** Opening Data supplied block **

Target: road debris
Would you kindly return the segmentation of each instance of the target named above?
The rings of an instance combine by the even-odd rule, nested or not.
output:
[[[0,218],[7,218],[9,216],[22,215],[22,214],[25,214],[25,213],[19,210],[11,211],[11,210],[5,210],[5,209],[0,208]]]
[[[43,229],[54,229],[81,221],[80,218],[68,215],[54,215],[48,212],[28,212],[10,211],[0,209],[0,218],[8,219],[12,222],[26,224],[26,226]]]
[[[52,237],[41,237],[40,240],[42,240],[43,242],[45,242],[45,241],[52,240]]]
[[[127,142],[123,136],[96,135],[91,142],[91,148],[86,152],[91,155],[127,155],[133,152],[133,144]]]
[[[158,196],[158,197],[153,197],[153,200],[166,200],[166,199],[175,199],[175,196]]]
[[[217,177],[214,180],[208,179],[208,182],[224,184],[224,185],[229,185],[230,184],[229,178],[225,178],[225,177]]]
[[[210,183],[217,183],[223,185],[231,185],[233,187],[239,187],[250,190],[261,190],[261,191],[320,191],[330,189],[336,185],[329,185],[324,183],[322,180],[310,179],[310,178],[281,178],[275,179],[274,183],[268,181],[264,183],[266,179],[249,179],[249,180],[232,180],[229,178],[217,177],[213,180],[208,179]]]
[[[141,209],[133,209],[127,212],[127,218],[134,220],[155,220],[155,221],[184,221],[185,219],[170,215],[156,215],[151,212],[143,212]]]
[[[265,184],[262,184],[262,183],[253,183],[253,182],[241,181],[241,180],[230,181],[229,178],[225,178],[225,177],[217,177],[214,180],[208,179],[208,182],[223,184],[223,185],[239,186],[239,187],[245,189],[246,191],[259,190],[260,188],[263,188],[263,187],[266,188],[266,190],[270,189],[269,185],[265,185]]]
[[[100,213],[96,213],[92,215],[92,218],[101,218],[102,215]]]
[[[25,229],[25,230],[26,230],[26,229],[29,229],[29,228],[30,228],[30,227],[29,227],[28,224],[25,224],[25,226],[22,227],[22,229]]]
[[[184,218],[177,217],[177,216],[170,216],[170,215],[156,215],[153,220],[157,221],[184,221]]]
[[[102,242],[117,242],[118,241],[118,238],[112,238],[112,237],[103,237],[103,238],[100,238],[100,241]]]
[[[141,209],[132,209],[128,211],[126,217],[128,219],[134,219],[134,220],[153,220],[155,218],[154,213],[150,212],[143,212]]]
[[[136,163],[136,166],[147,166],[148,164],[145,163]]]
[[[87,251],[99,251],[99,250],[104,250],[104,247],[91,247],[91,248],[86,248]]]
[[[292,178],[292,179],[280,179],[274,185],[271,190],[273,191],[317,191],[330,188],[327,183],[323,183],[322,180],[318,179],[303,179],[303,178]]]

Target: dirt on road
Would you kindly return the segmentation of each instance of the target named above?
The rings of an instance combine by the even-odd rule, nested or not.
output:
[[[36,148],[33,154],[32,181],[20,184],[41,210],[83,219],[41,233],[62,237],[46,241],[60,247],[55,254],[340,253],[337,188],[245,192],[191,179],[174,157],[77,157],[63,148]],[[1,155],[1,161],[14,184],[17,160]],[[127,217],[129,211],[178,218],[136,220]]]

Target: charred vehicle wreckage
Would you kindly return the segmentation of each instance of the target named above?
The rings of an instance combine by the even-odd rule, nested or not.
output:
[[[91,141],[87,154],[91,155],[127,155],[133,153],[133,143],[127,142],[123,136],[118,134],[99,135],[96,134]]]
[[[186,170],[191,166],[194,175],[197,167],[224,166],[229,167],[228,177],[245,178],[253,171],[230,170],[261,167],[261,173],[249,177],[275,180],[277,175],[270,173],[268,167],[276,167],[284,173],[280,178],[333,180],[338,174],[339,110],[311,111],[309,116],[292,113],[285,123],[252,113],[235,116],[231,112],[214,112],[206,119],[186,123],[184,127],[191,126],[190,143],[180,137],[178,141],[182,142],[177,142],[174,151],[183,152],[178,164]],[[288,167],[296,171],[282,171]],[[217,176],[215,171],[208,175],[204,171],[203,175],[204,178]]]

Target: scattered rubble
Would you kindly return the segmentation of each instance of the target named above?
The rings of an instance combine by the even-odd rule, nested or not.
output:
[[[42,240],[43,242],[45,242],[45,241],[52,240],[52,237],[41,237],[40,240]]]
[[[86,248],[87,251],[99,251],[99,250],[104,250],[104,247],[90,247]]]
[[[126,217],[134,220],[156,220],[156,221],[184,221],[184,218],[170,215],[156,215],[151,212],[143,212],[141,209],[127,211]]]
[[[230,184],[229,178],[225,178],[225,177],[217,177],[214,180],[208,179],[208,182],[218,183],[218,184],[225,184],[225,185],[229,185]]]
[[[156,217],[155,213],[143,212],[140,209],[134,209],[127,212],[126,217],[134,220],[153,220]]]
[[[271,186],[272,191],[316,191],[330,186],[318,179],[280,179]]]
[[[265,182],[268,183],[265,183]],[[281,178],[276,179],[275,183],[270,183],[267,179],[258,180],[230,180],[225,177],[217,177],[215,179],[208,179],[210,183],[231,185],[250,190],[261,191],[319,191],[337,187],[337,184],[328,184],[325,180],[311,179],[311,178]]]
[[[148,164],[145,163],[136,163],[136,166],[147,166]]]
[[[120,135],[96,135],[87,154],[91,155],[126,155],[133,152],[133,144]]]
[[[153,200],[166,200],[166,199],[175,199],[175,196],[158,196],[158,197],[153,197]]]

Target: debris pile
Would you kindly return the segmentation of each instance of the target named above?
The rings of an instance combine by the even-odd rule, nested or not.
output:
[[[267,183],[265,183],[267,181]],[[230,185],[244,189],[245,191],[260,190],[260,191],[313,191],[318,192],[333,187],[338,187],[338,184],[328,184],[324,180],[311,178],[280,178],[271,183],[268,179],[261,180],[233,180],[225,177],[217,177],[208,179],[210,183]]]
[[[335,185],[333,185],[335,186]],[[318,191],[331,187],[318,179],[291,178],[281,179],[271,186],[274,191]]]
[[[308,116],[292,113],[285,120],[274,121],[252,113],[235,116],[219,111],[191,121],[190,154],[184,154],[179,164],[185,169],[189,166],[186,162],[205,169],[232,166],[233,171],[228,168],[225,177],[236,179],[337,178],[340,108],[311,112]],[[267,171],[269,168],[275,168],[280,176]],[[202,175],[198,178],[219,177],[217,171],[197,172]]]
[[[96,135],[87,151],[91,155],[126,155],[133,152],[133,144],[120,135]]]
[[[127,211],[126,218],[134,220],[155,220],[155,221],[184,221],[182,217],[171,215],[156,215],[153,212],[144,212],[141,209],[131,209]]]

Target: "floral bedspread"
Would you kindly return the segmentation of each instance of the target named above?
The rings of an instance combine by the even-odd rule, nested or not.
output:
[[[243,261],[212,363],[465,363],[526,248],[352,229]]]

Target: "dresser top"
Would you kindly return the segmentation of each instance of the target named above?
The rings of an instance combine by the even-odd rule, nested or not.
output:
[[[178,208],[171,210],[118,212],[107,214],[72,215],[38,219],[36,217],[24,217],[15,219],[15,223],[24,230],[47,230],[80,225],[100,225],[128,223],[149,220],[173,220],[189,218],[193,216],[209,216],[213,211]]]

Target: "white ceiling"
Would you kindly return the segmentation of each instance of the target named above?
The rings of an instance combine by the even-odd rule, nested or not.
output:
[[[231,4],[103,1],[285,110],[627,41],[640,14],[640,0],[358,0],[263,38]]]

** Closing Data supplied block **

What you have to do: Every entry must appear in the answer, reproduced exactly.

Response area:
Target: road debris
Would you kindly return the segmentation of each instance of the target named above?
The rings of an instance combine by the even-odd rule, nested or not.
output:
[[[0,218],[7,218],[9,216],[22,215],[22,214],[25,214],[25,213],[19,210],[11,211],[11,210],[5,210],[5,209],[0,208]]]
[[[43,229],[54,229],[81,221],[80,218],[68,215],[54,215],[48,212],[28,212],[10,211],[0,209],[0,218],[8,219],[12,222],[26,224],[26,226]]]
[[[52,237],[41,237],[40,240],[42,240],[43,242],[45,242],[45,241],[52,240]]]
[[[127,142],[123,136],[96,135],[91,142],[91,148],[86,152],[91,155],[127,155],[133,152],[133,144]]]
[[[158,196],[158,197],[153,197],[153,200],[166,200],[166,199],[175,199],[175,196]]]
[[[217,177],[214,180],[208,179],[208,182],[224,184],[224,185],[229,185],[230,184],[229,178],[225,178],[225,177]]]
[[[210,183],[217,183],[223,185],[231,185],[233,187],[239,187],[250,190],[261,190],[261,191],[320,191],[330,189],[336,185],[329,185],[324,183],[322,180],[310,179],[310,178],[281,178],[275,179],[274,183],[268,181],[264,183],[266,179],[249,179],[249,180],[232,180],[229,178],[217,177],[213,180],[208,179]]]
[[[141,209],[133,209],[127,212],[127,218],[134,220],[155,220],[155,221],[184,221],[185,219],[170,215],[156,215],[151,212],[143,212]]]
[[[265,184],[262,184],[262,183],[253,183],[253,182],[241,181],[241,180],[230,181],[229,178],[225,178],[225,177],[217,177],[214,180],[208,179],[208,182],[223,184],[223,185],[239,186],[239,187],[245,189],[246,191],[259,190],[260,188],[263,188],[263,187],[266,188],[266,190],[270,189],[269,185],[265,185]]]
[[[100,213],[96,213],[92,215],[92,218],[101,218],[102,215]]]
[[[25,229],[25,230],[26,230],[26,229],[29,229],[29,228],[30,228],[30,227],[29,227],[28,224],[25,224],[25,226],[22,227],[22,229]]]
[[[184,218],[177,217],[177,216],[170,216],[170,215],[156,215],[153,220],[157,221],[184,221]]]
[[[102,242],[117,242],[118,241],[118,238],[112,238],[112,237],[103,237],[103,238],[100,238],[100,241]]]
[[[141,209],[132,209],[128,211],[126,217],[128,219],[134,219],[134,220],[153,220],[155,218],[154,213],[150,212],[143,212]]]
[[[136,163],[136,166],[147,166],[148,164],[145,163]]]
[[[87,251],[99,251],[99,250],[104,250],[104,247],[91,247],[91,248],[86,248]]]
[[[292,178],[292,179],[280,179],[274,185],[271,190],[273,191],[317,191],[330,188],[327,183],[323,183],[322,180],[318,179],[303,179],[303,178]]]

Target: dirt on road
Would you kindly return the segmentation of each instance of the target named above?
The rings of an instance combine by the even-odd rule, nested or not.
output:
[[[36,148],[33,154],[32,181],[20,184],[41,210],[83,219],[41,233],[62,237],[46,241],[60,247],[55,254],[340,253],[337,188],[245,192],[191,179],[174,157],[77,157],[63,148]],[[1,155],[1,161],[14,184],[17,160]],[[127,217],[129,211],[178,218],[136,220]]]

Target: charred vehicle wreckage
Would you kindly return the segmentation of each instance of the target named above?
The rings of an instance combine by the even-odd rule, nested or not.
output:
[[[91,141],[87,154],[91,155],[127,155],[133,153],[133,143],[127,142],[123,136],[118,134],[99,135],[96,134]]]
[[[186,170],[191,166],[194,175],[197,167],[224,166],[229,167],[228,177],[245,178],[253,171],[230,170],[261,167],[261,173],[249,177],[275,180],[277,175],[270,173],[268,167],[276,167],[284,173],[280,178],[333,180],[338,174],[339,110],[311,111],[309,116],[292,113],[285,123],[252,113],[235,116],[231,112],[214,112],[206,119],[186,123],[184,127],[191,126],[190,143],[180,137],[178,141],[182,142],[177,142],[174,151],[183,152],[178,164]],[[288,167],[296,171],[282,171]],[[217,176],[215,171],[208,175],[204,171],[203,175],[204,178]]]

Target: scattered rubble
Would you kindly return the segmentation of each instance of the target named above?
The rings of an instance combine by the even-odd rule, nested or not.
output:
[[[42,240],[43,242],[45,242],[45,241],[52,240],[52,237],[41,237],[40,240]]]
[[[86,248],[87,251],[99,251],[99,250],[104,250],[104,247],[90,247]]]
[[[126,217],[134,220],[156,220],[156,221],[184,221],[184,218],[170,215],[156,215],[151,212],[143,212],[141,209],[127,211]]]
[[[230,184],[229,178],[225,178],[225,177],[217,177],[214,180],[208,179],[208,182],[218,183],[218,184],[225,184],[225,185],[229,185]]]
[[[156,217],[155,213],[143,212],[140,209],[134,209],[127,212],[126,217],[134,220],[153,220]]]
[[[271,186],[272,191],[316,191],[330,186],[318,179],[280,179]]]
[[[265,182],[268,183],[265,183]],[[281,178],[276,179],[275,183],[270,183],[267,179],[258,180],[230,180],[225,177],[217,177],[215,179],[208,179],[210,183],[231,185],[250,190],[261,191],[319,191],[337,187],[337,184],[328,184],[325,180],[311,179],[311,178]]]
[[[148,164],[145,163],[136,163],[136,166],[147,166]]]
[[[120,135],[96,135],[87,154],[91,155],[126,155],[133,152],[133,144]]]
[[[153,200],[166,200],[166,199],[175,199],[175,196],[158,196],[158,197],[153,197]]]

Target: debris pile
Would you kindly return the segmentation of each instance of the target named above?
The rings of an instance combine by the even-odd rule, nested or not.
output:
[[[267,183],[265,183],[267,181]],[[230,185],[244,189],[245,191],[260,190],[260,191],[313,191],[318,192],[333,187],[338,187],[338,184],[328,184],[324,180],[311,178],[280,178],[271,183],[268,179],[261,180],[233,180],[225,177],[217,177],[208,179],[210,183]]]
[[[335,185],[333,185],[335,186]],[[318,191],[331,187],[318,179],[291,178],[281,179],[271,186],[274,191]]]
[[[308,116],[292,113],[285,120],[274,121],[252,113],[235,116],[219,111],[191,121],[190,154],[184,154],[179,164],[185,169],[189,166],[186,162],[205,169],[232,166],[233,171],[228,168],[225,177],[236,179],[337,178],[340,108],[311,112]],[[267,171],[269,168],[275,168],[280,176]],[[202,175],[198,178],[219,177],[217,171],[197,172]]]
[[[96,135],[87,151],[91,155],[126,155],[133,152],[133,144],[120,135]]]
[[[127,211],[126,218],[134,220],[155,220],[155,221],[184,221],[182,217],[171,215],[156,215],[153,212],[144,212],[141,209],[131,209]]]

Target: "floral bedspread"
Would you kindly return the segmentation of each instance of the target named above?
The rings of an instance combine by the even-odd rule, nested or not.
output:
[[[243,261],[212,363],[465,363],[526,248],[352,229]]]

Target: "dresser top"
Would you kindly return the segmentation of each instance of the target named above?
The rings of an instance combine by the even-odd rule, nested or not.
output:
[[[178,208],[171,210],[118,212],[107,214],[72,215],[38,219],[36,217],[24,217],[15,219],[15,223],[24,230],[47,230],[80,225],[100,225],[128,223],[149,220],[173,220],[189,218],[193,216],[209,216],[213,211]]]

Target: "white ceiling"
Would you kindly return the segmentation of each instance of the target named above?
The rings of an instance combine by the even-odd rule, nested or not.
output:
[[[231,4],[103,1],[285,110],[627,41],[640,14],[640,0],[358,0],[263,38]]]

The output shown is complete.